**Excerpted records**
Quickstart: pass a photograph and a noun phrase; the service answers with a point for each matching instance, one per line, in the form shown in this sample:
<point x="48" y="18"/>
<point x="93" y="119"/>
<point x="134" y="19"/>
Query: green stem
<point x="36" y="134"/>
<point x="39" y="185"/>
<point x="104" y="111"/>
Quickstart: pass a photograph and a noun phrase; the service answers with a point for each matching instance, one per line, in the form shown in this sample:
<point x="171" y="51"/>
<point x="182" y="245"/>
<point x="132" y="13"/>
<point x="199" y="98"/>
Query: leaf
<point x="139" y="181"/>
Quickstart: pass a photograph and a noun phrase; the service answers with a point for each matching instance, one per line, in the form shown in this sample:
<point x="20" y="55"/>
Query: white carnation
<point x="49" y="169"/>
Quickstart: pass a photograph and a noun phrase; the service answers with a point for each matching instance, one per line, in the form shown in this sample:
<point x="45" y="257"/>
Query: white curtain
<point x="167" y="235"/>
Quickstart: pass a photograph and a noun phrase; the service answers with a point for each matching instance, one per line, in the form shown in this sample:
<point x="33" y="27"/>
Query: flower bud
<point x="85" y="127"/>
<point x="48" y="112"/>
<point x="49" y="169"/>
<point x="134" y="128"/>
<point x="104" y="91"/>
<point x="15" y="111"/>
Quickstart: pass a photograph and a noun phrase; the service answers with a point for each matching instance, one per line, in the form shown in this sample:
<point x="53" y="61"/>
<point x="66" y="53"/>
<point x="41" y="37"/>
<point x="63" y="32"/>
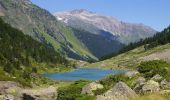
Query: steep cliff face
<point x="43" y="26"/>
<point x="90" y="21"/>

**Task item**
When you return the listing, keep each line exact and leave the pictures out.

**Result of the exercise**
Quickstart: pass a photograph and a noun phrase; the service answers with a point for each matching instance, one per line, in the form shown in this sample:
<point x="48" y="18"/>
<point x="93" y="119"/>
<point x="134" y="19"/>
Query: green stem
<point x="36" y="134"/>
<point x="39" y="185"/>
<point x="104" y="111"/>
Quickstart: pass a photograph and a noun phrase; the service answers with a point for each matching instance, one per line, in the form shown in this sample:
<point x="171" y="51"/>
<point x="182" y="245"/>
<point x="132" y="13"/>
<point x="199" y="98"/>
Query: leaf
<point x="139" y="181"/>
Quickstart: pass a photograph and a noun phrase; the service answers with a point for each matching instance, one per line, in the form shown in this sample:
<point x="20" y="55"/>
Query: white carnation
<point x="49" y="169"/>
Quickstart: pass a photograph and a noun phrase; the service answers with a point for each matching instance, one per line, in the form shown in this sample:
<point x="45" y="257"/>
Query: white curtain
<point x="167" y="235"/>
Quickstart: pass a photograph and a noun phrase; the service answers with a point for each matching instance, one per line, in the form shown in this sample:
<point x="33" y="27"/>
Query: flower bud
<point x="85" y="127"/>
<point x="48" y="112"/>
<point x="49" y="169"/>
<point x="134" y="128"/>
<point x="104" y="91"/>
<point x="15" y="111"/>
Quickstart: pass a photograph and a noun phrase; the service answers with a point for each matching instance, one per line, in the form shown in this sample:
<point x="53" y="61"/>
<point x="66" y="53"/>
<point x="41" y="37"/>
<point x="63" y="32"/>
Query: steep cliff face
<point x="43" y="26"/>
<point x="90" y="21"/>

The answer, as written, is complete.